_Passage:_
####################

# Trade Qualification



## jc5778 (16 Mar 2006)

Alright here's a new one...I think, I am curious as to how the list goes for your CFAT Results in regards to qualifying.  I remember getting a print out for what I qualified for back in 1995 but..........that was a long time and many beers ago.  Top being hardest to qulify for.  I am looking for a legitimate list, if not then sure lets have a free for all.

Cheers!

Example:

Ammo Tech (Naturally )
Pilot
Engineer
Traffic Tech
Infantry 
Steward
Cook etc..............


----------



## MikeL (16 Mar 2006)

I never got any print out of trades I qualified for, they just told me I scored high on the CFAT an tried to get me to join the Navy for a Tech trade instead of Army.


----------



## mrx2005 (16 Mar 2006)

When I did my CFAT in late January, they didn't give lists of trades, although the video instructions said they would  

Seemed that they just tell you if you qualified for the ones you selected, don't know what happens if you don't.

####################

_Data:_
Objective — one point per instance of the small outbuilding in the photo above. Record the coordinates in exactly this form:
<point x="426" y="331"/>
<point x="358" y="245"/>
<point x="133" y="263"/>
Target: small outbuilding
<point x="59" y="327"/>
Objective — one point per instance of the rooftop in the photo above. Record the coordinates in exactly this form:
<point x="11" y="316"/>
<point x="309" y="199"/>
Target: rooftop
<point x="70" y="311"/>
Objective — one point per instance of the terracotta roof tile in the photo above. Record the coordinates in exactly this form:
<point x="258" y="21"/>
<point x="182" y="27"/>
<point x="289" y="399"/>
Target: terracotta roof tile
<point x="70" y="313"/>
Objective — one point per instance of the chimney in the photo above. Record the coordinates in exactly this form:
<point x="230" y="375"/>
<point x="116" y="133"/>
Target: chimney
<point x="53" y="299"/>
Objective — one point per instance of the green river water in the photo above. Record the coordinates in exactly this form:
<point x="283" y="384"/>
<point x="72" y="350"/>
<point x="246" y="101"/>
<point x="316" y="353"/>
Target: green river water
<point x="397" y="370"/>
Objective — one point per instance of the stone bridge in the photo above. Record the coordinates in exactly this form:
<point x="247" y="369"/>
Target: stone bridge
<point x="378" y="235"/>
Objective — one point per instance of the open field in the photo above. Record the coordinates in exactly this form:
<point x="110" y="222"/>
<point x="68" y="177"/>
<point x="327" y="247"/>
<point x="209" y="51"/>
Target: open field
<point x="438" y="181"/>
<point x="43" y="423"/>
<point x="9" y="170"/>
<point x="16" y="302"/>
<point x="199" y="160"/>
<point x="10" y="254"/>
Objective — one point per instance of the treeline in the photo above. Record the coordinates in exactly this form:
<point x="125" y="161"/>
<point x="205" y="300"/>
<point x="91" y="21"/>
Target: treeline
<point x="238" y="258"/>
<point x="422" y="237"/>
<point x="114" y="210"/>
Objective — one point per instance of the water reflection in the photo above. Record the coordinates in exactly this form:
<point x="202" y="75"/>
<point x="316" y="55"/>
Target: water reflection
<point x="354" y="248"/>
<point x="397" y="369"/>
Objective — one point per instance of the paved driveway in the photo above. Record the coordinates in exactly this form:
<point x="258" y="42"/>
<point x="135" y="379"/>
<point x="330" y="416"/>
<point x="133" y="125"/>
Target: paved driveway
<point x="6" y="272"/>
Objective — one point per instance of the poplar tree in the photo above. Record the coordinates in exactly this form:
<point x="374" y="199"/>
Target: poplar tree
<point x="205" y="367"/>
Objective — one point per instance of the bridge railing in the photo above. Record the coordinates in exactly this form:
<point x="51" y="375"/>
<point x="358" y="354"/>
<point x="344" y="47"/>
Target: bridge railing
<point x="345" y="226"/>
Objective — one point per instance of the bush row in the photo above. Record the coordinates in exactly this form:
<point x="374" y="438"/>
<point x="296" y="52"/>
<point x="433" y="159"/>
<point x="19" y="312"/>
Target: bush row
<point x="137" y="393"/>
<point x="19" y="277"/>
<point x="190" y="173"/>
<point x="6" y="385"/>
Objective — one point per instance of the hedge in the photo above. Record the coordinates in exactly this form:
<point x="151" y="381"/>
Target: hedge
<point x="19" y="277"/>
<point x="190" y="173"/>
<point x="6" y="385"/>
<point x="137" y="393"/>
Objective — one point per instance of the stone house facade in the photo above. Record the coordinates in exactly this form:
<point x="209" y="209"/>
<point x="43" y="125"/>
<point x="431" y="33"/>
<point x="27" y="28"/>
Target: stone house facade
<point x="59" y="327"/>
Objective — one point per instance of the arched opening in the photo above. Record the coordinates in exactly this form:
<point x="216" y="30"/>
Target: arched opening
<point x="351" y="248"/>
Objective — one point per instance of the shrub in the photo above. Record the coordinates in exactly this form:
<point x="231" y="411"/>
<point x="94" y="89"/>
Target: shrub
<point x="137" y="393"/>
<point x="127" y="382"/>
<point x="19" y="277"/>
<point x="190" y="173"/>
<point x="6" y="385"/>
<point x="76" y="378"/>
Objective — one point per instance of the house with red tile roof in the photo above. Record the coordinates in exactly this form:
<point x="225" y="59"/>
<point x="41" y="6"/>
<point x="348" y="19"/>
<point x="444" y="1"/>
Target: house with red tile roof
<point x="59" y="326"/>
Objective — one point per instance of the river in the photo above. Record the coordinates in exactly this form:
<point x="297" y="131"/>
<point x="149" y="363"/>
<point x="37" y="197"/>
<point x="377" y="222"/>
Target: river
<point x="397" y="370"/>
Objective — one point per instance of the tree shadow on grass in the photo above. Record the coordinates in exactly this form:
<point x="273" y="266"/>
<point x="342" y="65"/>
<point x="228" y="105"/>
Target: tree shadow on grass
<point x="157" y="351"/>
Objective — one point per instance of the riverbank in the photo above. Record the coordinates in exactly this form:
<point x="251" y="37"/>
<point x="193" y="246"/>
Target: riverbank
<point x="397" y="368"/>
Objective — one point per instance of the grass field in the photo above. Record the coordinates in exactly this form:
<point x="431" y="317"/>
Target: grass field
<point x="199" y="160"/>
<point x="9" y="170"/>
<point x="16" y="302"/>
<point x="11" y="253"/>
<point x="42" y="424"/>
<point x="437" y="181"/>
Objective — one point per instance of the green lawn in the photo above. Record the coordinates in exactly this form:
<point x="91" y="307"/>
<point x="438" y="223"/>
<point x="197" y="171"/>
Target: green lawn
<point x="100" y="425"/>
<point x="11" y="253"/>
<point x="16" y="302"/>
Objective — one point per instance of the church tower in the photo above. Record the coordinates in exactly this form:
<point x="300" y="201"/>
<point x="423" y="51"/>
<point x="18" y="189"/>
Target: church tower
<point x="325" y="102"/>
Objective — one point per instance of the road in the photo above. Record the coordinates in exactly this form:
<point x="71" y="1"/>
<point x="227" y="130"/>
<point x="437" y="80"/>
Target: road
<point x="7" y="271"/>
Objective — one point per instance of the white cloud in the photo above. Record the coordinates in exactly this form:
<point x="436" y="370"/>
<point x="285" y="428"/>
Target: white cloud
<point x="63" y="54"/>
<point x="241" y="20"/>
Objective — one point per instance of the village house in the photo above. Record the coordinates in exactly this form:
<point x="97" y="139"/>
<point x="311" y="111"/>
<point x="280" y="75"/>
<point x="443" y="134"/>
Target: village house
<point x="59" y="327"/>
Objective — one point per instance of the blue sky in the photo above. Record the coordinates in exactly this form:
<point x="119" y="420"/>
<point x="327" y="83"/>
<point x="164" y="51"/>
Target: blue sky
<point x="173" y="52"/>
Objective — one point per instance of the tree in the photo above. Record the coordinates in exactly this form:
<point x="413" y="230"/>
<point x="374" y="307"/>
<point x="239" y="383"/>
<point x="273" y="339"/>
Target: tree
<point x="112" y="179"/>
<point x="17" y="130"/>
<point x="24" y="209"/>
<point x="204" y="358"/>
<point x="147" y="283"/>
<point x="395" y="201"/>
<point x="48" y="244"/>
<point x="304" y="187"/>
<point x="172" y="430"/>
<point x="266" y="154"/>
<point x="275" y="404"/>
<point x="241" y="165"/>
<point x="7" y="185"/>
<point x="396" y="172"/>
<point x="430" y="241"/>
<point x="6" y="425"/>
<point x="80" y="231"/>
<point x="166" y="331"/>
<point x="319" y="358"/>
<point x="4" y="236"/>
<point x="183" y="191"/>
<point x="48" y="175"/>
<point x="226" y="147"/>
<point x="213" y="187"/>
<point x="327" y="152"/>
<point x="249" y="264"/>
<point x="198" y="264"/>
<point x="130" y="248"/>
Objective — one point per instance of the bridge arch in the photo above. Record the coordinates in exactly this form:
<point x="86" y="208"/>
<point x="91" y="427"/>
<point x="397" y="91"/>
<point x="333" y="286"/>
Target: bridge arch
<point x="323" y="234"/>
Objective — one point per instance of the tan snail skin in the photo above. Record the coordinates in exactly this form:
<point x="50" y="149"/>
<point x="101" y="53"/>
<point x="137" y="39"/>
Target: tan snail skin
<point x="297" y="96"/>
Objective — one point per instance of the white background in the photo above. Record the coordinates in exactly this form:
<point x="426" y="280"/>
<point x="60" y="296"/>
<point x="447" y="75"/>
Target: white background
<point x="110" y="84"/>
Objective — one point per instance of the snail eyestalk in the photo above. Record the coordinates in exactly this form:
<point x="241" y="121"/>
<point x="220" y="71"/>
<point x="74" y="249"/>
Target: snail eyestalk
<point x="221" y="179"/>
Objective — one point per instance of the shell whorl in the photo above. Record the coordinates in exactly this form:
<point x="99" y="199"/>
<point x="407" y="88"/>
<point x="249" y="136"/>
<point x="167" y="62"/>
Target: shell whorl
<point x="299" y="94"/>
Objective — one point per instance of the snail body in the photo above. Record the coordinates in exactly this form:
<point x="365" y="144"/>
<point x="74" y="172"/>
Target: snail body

####################

_Directions:_
1. Condense the paragraph in the CFAT thread that begins "Alright here's a new one" into two or three sentences, keeping its main facts.
2. Carry on the forum thread about CFAT trade qualification with a further reply after the last post shown.

_Answers to the problems:_
1. The poster wants to know how trades rank by how hard they are to qualify for based on CFAT results, with the hardest at the top. They got a printout of the trades they qualified for in 1995 but no longer remember it. They would like a legitimate list, or otherwise an open free-for-all.

2.
Wow, what a useless first post, ok wait, I think if you're looking for an ordered list you won't find it because certain trades have different requirements on different sections of the test.  That is to say, overall score matters less than the individual score on each section.


----------



## scoutfinch (16 Mar 2006)

I was dithering as to whether I was going to go Reg or Reserve when I went through the Recruiting Centre.  As a reg Force candidate, I was offered:

Infantry Officer
Armour Officer
Artillery Officer

Pilot
Air Navigator
Air Traffic Controller

AJAG


----------



## NavyGirl280 (17 Mar 2006)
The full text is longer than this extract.